Step 1: Recall IUPAC rules for naming coordination compounds.
(i) Name cation before anion. (ii) Within complex ion, name ligands alphabetically before the metal. (iii) Anionic ligands end in "-o" (chlorido, fluorido). (iv) Neutral ligands use special names (en = ethane-1,2-diamine, water = aqua, $NH_3$ = ammine). (v) Metal oxidation state in Roman numerals. (vi) Anionic complex ions: metal name + "-ate".
Step 2: Name compound (i): $[PtCl_2(en)_2]SO_4$.

- **Data to examine**
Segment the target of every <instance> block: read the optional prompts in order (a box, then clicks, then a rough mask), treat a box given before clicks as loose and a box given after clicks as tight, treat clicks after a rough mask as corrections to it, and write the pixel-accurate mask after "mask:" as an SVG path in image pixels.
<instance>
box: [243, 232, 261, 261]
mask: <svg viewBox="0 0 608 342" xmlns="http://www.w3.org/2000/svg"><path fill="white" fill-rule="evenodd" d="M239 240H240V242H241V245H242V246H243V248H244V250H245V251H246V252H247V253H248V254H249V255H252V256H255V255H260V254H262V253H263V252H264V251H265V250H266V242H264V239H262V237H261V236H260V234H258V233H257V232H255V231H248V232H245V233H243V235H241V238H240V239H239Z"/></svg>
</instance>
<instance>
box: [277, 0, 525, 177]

--

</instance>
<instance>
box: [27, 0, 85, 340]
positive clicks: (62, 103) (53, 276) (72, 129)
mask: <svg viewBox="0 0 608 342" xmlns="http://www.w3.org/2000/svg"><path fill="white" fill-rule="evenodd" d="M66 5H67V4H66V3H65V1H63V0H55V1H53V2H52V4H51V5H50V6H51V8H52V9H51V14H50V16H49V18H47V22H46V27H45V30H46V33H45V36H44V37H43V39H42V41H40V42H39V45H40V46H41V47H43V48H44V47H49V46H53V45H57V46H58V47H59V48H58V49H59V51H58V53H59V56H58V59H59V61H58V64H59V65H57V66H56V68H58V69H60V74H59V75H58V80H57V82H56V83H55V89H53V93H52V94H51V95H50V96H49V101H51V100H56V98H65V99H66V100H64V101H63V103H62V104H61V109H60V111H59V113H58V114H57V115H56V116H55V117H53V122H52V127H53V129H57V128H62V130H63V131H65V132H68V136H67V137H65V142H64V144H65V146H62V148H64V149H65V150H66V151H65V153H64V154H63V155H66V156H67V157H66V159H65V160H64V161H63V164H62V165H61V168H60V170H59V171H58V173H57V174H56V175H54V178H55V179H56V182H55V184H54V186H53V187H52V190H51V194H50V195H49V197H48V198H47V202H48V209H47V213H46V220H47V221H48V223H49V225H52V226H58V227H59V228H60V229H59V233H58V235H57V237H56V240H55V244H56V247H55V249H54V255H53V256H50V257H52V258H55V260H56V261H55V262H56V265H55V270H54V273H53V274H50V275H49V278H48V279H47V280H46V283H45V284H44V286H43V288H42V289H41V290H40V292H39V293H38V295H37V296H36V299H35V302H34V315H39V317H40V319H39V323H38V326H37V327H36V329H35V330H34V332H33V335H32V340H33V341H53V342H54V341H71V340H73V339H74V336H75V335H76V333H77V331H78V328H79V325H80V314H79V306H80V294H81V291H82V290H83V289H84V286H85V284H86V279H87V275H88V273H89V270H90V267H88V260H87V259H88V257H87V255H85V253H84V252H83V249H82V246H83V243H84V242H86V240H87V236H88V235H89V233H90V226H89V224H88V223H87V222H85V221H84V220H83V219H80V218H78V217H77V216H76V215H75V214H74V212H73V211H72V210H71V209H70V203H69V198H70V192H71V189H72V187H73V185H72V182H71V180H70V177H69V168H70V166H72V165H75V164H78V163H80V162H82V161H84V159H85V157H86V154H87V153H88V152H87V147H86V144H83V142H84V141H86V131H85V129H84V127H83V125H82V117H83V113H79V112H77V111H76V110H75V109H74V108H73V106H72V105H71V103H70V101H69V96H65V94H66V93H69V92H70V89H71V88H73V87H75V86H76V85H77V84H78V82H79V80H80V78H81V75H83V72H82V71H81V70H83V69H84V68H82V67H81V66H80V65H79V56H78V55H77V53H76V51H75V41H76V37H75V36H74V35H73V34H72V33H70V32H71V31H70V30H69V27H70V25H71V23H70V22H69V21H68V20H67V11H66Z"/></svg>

==

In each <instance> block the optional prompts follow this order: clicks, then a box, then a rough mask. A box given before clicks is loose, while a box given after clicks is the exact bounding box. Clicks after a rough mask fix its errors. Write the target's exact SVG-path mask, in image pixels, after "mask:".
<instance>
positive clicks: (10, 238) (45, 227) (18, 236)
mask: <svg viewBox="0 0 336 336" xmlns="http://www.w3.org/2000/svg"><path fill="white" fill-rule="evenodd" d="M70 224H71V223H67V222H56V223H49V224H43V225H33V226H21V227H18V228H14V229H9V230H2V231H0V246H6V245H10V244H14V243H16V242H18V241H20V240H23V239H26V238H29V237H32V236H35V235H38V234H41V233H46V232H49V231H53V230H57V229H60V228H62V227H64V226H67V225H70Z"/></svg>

- **Task goal**
Please return the full text on naming coordination compounds word for word, from its Step 1 line through its Step 2 line. The records are separate material, unrelated to the naming steps.

- **Answer below**
Step 1: Recall IUPAC rules for naming coordination compounds.
(i) Name cation before anion. (ii) Within complex ion, name ligands alphabetically before the metal. (iii) Anionic ligands end in "-o" (chlorido, fluorido). (iv) Neutral ligands use special names (en = ethane-1,2-diamine, water = aqua, $NH_3$ = ammine). (v) Metal oxidation state in Roman numerals. (vi) Anionic complex ions: metal name + "-ate".
Step 2: Name compound (i): $[PtCl_2(en)_2]SO_4$.